→ **PROBLEM STATEMENT**: Continue the anthology interview below from its final sentence, keeping its question-and-answer format.

→ **GIVEN TEXT**:

In tandem with the release of the collection Clinical, Brutal… An Anthology of Writing with Guts Christopher Nosnibor interviewied some of the contributors to the book about their contributions, their writing methods and their outlooks more broadly.
CN: ‘Surgery’ is a rather curious piece that builds to a punchline that’s deeply groan-inducing, and really quite audacious. To what extent is humour a part of your writing, and what function does it serve?
VC: A little audacity goes a long way. There seems to be, even now, an unwritten rule that literary and funny, or humourous, are incompatible. Similarly, while vulgarity, grotesqueness, sex and violence are acceptable, it’s only acceptable from certain authors who have established themselves as ‘literary,’ either by virtue of using long words or clever marketing. Take Will Self, for example. He can get away with ‘fuck’ and ‘cunt’ without being considered base because elsewhere he’ll use ‘pudendum’ and a whole lexicon of verbiage that ninety per cent of the readership will require a dictionary to comprehend. If anyone else does it, they’re filthy, coarse, beneath contempt in literary circles. I myself do not care all that much, but often write with a view to poking fun at the establishment, particularly the literary establishment. To that extent, humour is central to my writing.

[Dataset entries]
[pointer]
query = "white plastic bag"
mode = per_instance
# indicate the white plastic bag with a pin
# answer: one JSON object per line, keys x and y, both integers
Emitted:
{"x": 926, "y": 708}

→ **RESPONSE TO THE TASK**:
I have to agree, the punch-line is quite terrible, but that was the whole point, deflating the climax with an even greater anti-climax. Again, it’s writing against expectations, and against the prescriptions of what confirms to notions of ‘literary’ writing. The punch-line had to be a groaner, rather than conventionally ‘funny.’ Of course, there is also a serious point being made in the punch-line to ‘Surgery.’
CN: One thing that struck me about ‘Surgery’ is that there appear to be no sympathetic characters. Is this a fair assessment, and was this intentional?
VC: I would say that would be a very fair assessment, and it was entirely intentional. I find there are few, if any, sympathetic characters in life, so why should it be any different in my writing? Fiction doesn’t have to be entirely beyond credibility.
I have a fairly deep-seated distrust of the medical profession, and of businesses and businesspeople. I find the relationship between the medical profession and multi-million or billion-pound pharmaceutical companies highly problematic, and their mutual back-scratching is a major reason for this distrust. That said, I have a fairly deep-seated distrust of politicians, of anyone with a degree of power. In fact, I have a fairly deep-seated distrust of people, full stop.
CN: What prompts you to write? When did you first start writing?
VC: I probably started writing when I was around the age of three. Just squiggles at first, before they evolved into letters, and eventually words. By the time I was five or six, I was really quite fluent, and have continued to improve since then. I have no recollection of when I began writing ‘fiction.’
I don’t write nearly as much as I would like to, or probably should. I find that work occupies far more time than I would like, leaving little time to write. In addition, I’m inherently lazy. I have no shortage of ideas, but do find it a real effort to spend the time committing those ideas to paper. Editing, revising and proof-reading is a chore beyond a chore. However, when I am motivated, it’s usually because I have a point to make.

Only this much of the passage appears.